Your objective
Identify every line of the records that contains the word "woman", treating case as significant, and copy each such line.

Bounding box annotation entries

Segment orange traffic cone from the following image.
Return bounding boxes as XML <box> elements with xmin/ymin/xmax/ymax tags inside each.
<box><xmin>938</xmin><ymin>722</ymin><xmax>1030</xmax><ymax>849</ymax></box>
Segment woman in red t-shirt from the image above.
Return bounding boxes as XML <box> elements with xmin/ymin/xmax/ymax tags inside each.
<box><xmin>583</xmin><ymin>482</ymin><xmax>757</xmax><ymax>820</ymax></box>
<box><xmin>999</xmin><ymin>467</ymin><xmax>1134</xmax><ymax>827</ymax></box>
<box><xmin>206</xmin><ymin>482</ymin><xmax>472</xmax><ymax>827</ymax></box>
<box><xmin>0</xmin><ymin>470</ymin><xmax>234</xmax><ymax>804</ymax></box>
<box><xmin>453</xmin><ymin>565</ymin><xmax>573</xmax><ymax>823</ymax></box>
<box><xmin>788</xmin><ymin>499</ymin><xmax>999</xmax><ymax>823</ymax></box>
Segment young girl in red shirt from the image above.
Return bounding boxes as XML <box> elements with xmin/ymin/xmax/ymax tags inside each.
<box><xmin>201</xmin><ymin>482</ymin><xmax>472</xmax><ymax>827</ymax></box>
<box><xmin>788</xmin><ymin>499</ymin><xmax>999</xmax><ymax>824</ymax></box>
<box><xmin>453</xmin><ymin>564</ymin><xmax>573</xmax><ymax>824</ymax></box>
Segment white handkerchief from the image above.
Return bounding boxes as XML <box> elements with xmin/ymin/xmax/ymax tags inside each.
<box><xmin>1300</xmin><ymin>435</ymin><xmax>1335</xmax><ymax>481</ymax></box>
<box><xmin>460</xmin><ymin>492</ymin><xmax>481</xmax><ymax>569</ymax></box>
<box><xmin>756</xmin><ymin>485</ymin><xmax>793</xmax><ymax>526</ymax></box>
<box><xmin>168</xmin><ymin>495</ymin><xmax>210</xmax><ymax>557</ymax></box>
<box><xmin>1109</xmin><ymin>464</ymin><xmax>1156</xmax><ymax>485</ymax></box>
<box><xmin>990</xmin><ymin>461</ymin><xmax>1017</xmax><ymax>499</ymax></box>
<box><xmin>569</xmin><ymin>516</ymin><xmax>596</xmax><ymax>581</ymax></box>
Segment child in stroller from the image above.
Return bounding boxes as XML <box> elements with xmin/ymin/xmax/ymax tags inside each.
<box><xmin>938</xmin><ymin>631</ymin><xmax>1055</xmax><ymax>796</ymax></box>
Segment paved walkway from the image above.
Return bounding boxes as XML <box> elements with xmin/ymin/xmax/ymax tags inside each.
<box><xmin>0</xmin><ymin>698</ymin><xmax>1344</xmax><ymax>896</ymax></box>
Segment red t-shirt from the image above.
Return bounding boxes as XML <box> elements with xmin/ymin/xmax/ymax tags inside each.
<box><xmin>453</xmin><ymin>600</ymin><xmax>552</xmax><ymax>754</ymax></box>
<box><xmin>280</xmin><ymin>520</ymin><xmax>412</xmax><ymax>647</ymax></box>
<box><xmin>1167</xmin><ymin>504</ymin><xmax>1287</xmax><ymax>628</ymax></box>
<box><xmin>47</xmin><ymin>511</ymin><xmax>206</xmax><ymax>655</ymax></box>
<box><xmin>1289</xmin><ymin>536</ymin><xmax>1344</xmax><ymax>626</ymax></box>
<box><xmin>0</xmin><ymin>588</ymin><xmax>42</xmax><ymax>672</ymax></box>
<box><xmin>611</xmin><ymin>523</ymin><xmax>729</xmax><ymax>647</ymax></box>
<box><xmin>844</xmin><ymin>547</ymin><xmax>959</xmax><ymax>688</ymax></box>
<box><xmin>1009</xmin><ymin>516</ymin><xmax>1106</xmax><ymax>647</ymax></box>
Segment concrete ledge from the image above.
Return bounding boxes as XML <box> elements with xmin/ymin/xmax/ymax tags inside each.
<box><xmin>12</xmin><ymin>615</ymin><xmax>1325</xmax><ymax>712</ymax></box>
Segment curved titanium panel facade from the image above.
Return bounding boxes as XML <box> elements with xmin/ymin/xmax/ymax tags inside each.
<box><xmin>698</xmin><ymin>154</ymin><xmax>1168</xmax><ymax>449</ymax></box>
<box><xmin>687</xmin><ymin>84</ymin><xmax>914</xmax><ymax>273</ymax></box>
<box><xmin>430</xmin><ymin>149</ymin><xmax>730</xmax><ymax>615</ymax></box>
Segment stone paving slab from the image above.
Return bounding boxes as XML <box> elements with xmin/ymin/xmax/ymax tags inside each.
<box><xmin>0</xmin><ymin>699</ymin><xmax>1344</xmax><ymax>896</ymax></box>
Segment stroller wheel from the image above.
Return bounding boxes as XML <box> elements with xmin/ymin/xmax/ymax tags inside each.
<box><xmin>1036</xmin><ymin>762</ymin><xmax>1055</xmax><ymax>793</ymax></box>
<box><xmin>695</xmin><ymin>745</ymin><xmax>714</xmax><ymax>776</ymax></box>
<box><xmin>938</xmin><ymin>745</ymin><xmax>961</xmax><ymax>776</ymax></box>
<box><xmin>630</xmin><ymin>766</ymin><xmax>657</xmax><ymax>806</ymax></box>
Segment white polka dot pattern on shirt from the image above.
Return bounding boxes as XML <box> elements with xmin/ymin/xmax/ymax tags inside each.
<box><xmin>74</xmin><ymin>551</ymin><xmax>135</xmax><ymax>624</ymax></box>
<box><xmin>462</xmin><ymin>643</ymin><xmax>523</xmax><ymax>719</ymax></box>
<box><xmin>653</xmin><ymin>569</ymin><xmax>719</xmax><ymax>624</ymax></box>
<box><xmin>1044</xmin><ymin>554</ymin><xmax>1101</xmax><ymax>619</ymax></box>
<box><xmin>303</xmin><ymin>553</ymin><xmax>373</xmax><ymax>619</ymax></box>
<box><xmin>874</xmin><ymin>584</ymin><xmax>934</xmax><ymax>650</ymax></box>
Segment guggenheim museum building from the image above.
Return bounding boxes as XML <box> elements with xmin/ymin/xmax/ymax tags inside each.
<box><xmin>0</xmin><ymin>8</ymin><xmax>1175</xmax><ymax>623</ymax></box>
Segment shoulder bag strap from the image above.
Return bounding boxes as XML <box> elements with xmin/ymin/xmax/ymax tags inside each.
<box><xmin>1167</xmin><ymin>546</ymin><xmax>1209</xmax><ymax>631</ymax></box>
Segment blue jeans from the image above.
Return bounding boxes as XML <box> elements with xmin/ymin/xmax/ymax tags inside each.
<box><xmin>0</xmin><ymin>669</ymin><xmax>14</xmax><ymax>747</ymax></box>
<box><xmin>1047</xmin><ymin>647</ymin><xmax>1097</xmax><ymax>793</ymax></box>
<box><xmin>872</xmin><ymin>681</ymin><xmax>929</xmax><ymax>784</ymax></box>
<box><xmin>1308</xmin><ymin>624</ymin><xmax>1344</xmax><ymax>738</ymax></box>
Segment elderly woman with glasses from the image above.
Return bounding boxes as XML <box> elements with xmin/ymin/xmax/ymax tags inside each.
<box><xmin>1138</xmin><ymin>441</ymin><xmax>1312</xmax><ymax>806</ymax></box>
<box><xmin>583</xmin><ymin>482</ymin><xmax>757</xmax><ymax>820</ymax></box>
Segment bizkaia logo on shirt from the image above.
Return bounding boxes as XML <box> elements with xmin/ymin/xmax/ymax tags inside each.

Solved exercise
Segment woman in red t-shirt from the image above.
Segment elderly woman with glasses from the image above.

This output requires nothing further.